--- QUOTED PASSAGE ---
━━━━━━━━━━━━━━━━
The ringleader of a multi-million dollar radiology kickback scheme has pleaded guilty to first-degree financial facilitation of criminal activity and second-degree conspiracy to commit commercial bribery.
Rehan “Ray” Zuberi and his wife, Humara Paracha, bribed physicians in exchange for referrals to the New Jersey-based medical imaging centers they owned and operated. They would pay the bribes in cash, gift cards and even lavish dinners, making several millions of dollars in profit in the process. The bribery can be traced back as far as 2008.
Zuberi will serve ten years in prison, and will not be eligible for parole for at least four years. He has, however, agreed to help prosecutors investigate other parties involved in the scheme for a possible reduced sentence. Zuberi is banned for life from all government health programs, including Medicaid.
For her role in the scandal, Paracha pleaded guilty to third-degree conspiracy to commit commercial bribery and will receive three years of probation. Together, Zuberi and Paracha must also pay a total of $1 million in restitution.
━━━━━━━━━━━━━━━━
--- YOUR TASKS ---
**1)** According to the article on the radiology kickback scheme, for at least how long will Zuberi be ineligible for parole?
**2)** In the article on the radiology kickback scheme, rewrite everything from "Zuberi will serve" down to "million in restitution.", replacing "ten years" with "twelve years".
**3)** Please continue the article on the radiology kickback scheme from where it stops.
You won't need the records.

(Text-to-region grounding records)
━━━━━━━━━━━━━━━━
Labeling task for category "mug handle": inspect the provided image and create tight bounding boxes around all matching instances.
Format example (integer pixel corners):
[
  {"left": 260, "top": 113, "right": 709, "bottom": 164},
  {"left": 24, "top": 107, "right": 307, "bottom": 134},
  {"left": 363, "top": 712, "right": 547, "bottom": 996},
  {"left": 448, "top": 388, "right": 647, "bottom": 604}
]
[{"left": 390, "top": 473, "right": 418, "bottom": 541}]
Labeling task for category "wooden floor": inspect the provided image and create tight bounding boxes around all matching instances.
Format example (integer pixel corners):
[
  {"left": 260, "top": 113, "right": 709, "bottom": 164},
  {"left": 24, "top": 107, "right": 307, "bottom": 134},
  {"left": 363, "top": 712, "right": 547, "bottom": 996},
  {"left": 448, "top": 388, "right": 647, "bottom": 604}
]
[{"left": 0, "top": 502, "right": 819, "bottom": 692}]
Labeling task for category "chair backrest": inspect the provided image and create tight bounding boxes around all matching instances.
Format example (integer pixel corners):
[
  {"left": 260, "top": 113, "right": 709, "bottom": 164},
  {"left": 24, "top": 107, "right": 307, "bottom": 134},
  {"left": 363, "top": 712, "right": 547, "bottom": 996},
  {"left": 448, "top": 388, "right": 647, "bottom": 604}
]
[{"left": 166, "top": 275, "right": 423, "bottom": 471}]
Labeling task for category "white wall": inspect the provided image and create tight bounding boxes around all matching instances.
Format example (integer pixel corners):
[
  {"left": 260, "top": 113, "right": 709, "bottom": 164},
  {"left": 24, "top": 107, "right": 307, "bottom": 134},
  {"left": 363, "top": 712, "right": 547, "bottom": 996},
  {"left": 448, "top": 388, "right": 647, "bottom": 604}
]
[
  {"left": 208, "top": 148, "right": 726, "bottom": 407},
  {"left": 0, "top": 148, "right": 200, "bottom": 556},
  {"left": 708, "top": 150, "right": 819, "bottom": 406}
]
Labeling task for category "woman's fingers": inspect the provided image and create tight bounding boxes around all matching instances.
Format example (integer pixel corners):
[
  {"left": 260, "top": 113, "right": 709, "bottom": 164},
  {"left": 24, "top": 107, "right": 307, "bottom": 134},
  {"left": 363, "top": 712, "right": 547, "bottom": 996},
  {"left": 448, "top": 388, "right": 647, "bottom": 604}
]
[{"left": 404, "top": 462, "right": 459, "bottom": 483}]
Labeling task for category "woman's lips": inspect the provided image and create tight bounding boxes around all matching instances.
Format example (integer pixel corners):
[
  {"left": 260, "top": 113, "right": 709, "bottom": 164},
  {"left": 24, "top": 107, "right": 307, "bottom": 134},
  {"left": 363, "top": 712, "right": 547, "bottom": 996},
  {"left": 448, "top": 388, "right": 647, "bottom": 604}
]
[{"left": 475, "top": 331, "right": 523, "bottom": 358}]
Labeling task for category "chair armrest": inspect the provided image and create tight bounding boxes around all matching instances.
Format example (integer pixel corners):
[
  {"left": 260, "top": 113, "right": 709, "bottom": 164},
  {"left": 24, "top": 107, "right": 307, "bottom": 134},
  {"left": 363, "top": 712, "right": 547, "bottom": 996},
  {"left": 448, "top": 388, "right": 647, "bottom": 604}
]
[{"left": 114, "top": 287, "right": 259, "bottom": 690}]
━━━━━━━━━━━━━━━━
--- ANSWERS PER TASK ---
**1)** At least four years.

**2)**
Zuberi will serve twelve years in prison, and will not be eligible for parole for at least four years. He has, however, agreed to help prosecutors investigate other parties involved in the scheme for a possible reduced sentence. Zuberi is banned for life from all government health programs, including Medicaid.
For her role in the scandal, Paracha pleaded guilty to third-degree conspiracy to commit commercial bribery and will receive three years of probation. Together, Zuberi and Paracha must also pay a total of $1 million in restitution.

**3)**
Acting Attorney General John Hoffman said after the guilty plea that Zuberi did himself no favors by taking kickbacks at such a high frequency.
“His criminal enterprise was noteworthy for the sheer volume of greedy transactions that left a long trail of evidence that led to this successful prosecution.” Hoffman said in a statement.
Ronald Chillemi, acting insurance fraud prosecutor, explained that Zuberi’s kickback scheme affects the entire market.
“Bribery undermines the insurance market, causing business to flow to the wrong places, which inflates rates for everyone that pays premiums,” Chillemi said in a statement. “To their patients, a doctor’s opinion is sacred, and it should not be for sale.”
Last June, Zuberi, Paracha and several others were first arrested in the case, which is now being referred to as “Operation RayScam” by the local media.
In a case completely unrelated to Operation RayScam, Zuberi has also pleaded guilty to second-degree conspiracy to commit theft by deception for receiving more than $100,000 in overpayments.